***** READING TEXT
# Paint had her girls!!!



## mmiller (Apr 3, 2012)

I figured today would be the day. A very quite goat never talks. She said a few words to me this morning while turning them out. Believe it or not her bag was bigger. She had to very healthy girls but she will be going to the sale barn after she weans if she can get her babies that far with out bottle feeding them. She is a self milker so far she has only milked her on side so im hoping she doesnt milk the other side. I am very upset that she does this cause I really wanted to keep her. If anyone has any advice on self milkers I would love to hear from ya. Thanks an here are a few pics.


----------



## mhoward2 (Jun 30, 2012)

Very nice little doelings. My Darlin had twin doelings today also.


----------



## liz (Oct 5, 2007)

Beautiful girls!!

Self nursers are not easily broken of the habit....I had one that I had to make a stiff collar that covered her entire neck preventing her from bending back to reach...she didn't do it though til her kids were 5-6 weeks old


----------



## KW Farms (Jun 21, 2008)

Aww...so cute! I love boer babies!!


----------



## mmiller (Apr 3, 2012)

Just got back in from weighting the babies. One is 8lds the other is 7lds.


----------



## toth boer goats (Jul 20, 2008)

So cute...congrats.... :thumb:


----------



## freedomstarfarm (Mar 25, 2011)

congrats!


----------



## HoosierShadow (Apr 20, 2010)

Awww Congrats! Such beautiful babies and the mama is beautiful too! What a shame she is a self milker  Maybe you could make one of the collars that liz suggested? She may not like it and may look funny, but could work...at least to get you through this without making bottle babies.
**********
***** RECORDED DATA
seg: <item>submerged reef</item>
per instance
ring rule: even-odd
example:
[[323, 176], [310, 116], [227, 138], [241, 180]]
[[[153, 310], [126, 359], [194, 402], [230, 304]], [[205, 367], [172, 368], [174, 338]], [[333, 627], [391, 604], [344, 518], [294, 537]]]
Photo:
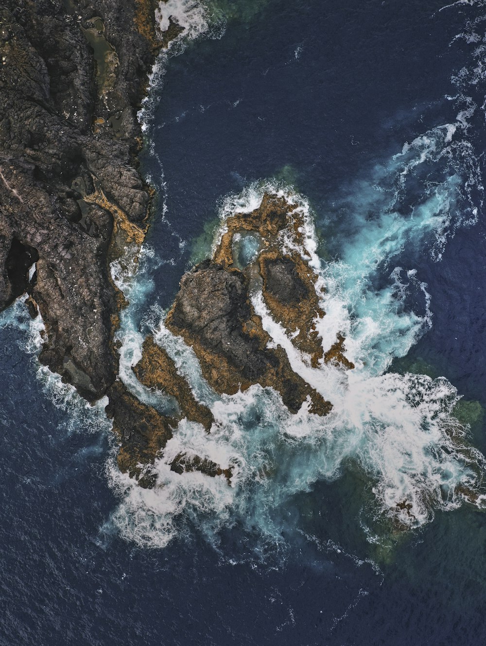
**********
Carry on the forum thread about the self-milking goat from the point where it stops. The data above is separate material and has no connection to the goat thread.

----------



## mmiller (Apr 3, 2012)

The good news is she only seems to be milking one side an not often atleast I think. Bad news is the side she was milking made her bag smaller on that side (of course) but the babies only wanted to suck the other side as the nipple was inlarged from nothing sucking. So I put duck tape on the other one that was being used to get them to suck the enlarged one. They tried the duck tape teat lol a few times then they started working harder on the other. I had to milk it a few times because it became very tight an I didnt want her to blow her bag or nipple. I have plans to get a collar of some sort to put on her to make sure she doesnt suck herself. 

Has anyone ever heard of a goat just sucking enough to ease the pain of a bag being so full? Would that cause her to only suck at the beginning? Was just a thought.


----------



## NigerianGirl (Jan 30, 2011)

beautiful little girls congrats!!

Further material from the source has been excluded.